### 文書の一部
·····

舞台芸術の世界 -ディアギレフのロシアバレエと舞台デザイン- A World of Stage: Russian Designs for Theater, Opera, and Dance
20世紀前半のロシアは、舞台芸術の世界において新時代を切りひらき、世界中のエンターテインメントシーンに大きな影響を及ぼしました。本展覧会では、ニューヨーク、パリ、ロンドン、サンクトペテルブルク、そして日本国内から集められたデザイン画、当時の舞台衣装、ポスター、上演プログラム、再演映像など約190点の作品資料により、当時のロシア舞台芸術における多様なデザインの動向を紹介します。

レオン・バクスト 《男性の衣装(バレエ『シェエラザード』より)》1910年 サンクトペテルブルク国立演劇音楽博物館蔵 ©Texts,photos, The State Museum of Theatre and Music, St.Petersburg, 2007
開催概要
会期
2007年9月29日 (土) – 10月28日 (日)
※会期中無休
開館時間
9:30 – 17:00 (入館は16:30まで)
※9月29日、30日は9:00 – 18:00 (入館は17:30まで)
観覧料
舞台展+アレコ
一般 800円 (700円)
高大生 560円 (460円)
小中生 320円 (220円)
舞台展+常設展
一般 1,200円 (1,100円)
高大生 800円 (700円)
小中生 400円 (300円)
※( )内は前売券および20名以上の団体料金
※心身に障がいのある方と付添者1名は無料 (入館の際に証明できるものをご呈示ください)
主催
舞台芸術の世界展実行委員会 (青森県立美術館、青森放送、陸奥新報社)

·····

### データ抜粋

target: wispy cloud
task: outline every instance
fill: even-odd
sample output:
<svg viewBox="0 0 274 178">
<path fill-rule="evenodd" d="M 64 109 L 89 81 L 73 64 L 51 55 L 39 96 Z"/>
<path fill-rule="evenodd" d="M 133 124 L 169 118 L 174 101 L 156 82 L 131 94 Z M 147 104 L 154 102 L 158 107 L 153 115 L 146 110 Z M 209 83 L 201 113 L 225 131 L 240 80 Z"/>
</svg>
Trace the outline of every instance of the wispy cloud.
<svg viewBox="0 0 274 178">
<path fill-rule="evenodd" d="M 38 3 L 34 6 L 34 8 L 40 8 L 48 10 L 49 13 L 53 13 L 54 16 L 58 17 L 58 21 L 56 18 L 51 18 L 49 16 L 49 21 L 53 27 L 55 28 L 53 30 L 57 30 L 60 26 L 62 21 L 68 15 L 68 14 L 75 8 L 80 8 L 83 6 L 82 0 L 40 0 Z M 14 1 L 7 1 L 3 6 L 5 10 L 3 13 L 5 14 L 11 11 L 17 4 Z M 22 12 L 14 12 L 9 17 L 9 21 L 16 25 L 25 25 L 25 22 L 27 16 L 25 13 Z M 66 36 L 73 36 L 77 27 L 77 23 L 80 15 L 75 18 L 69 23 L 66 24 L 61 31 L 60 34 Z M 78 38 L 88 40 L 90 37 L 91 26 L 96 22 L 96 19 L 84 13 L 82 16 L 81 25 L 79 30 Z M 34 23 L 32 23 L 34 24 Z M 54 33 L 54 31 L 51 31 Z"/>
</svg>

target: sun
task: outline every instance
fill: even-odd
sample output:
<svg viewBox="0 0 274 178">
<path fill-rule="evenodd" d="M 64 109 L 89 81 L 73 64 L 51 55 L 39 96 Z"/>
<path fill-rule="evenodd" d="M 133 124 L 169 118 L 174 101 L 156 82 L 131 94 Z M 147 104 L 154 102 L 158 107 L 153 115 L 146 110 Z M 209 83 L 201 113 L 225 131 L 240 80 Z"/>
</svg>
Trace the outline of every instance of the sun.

·····

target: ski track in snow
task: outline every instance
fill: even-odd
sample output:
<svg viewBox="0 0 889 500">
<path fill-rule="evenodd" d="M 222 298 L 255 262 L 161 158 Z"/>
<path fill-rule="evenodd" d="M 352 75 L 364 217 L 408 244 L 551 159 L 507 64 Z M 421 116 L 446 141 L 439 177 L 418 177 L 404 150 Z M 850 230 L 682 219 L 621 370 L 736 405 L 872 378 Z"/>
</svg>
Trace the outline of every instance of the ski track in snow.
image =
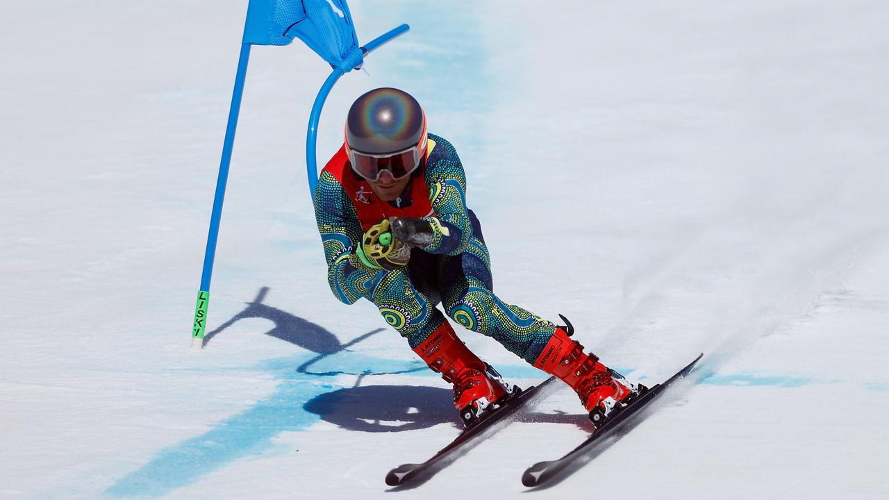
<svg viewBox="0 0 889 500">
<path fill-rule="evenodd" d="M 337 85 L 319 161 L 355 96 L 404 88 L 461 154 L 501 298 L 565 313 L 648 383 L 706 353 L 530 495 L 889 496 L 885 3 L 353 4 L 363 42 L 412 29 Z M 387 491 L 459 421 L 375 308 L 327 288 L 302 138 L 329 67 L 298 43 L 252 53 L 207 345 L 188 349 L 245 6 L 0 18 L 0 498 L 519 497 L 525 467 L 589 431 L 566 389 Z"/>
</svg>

·····

### 設問
展覧会の案内文のうち、「舞台芸術の世界 -ディアギレフのロシアバレエと舞台デザイン- A」から「一般 800円 (700円)」までの箇所を、一字も変えずに書き出しなさい。

### 解答
舞台芸術の世界 -ディアギレフのロシアバレエと舞台デザイン- A World of Stage: Russian Designs for Theater, Opera, and Dance
20世紀前半のロシアは、舞台芸術の世界において新時代を切りひらき、世界中のエンターテインメントシーンに大きな影響を及ぼしました。本展覧会では、ニューヨーク、パリ、ロンドン、サンクトペテルブルク、そして日本国内から集められたデザイン画、当時の舞台衣装、ポスター、上演プログラム、再演映像など約190点の作品資料により、当時のロシア舞台芸術における多様なデザインの動向を紹介します。

レオン・バクスト 《男性の衣装(バレエ『シェエラザード』より)》1910年 サンクトペテルブルク国立演劇音楽博物館蔵 ©Texts,photos, The State Museum of Theatre and Music, St.Petersburg, 2007
開催概要
会期
2007年9月29日 (土) – 10月28日 (日)
※会期中無休
開館時間
9:30 – 17:00 (入館は16:30まで)
※9月29日、30日は9:00 – 18:00 (入館は17:30まで)
観覧料
舞台展+アレコ
一般 800円 (700円)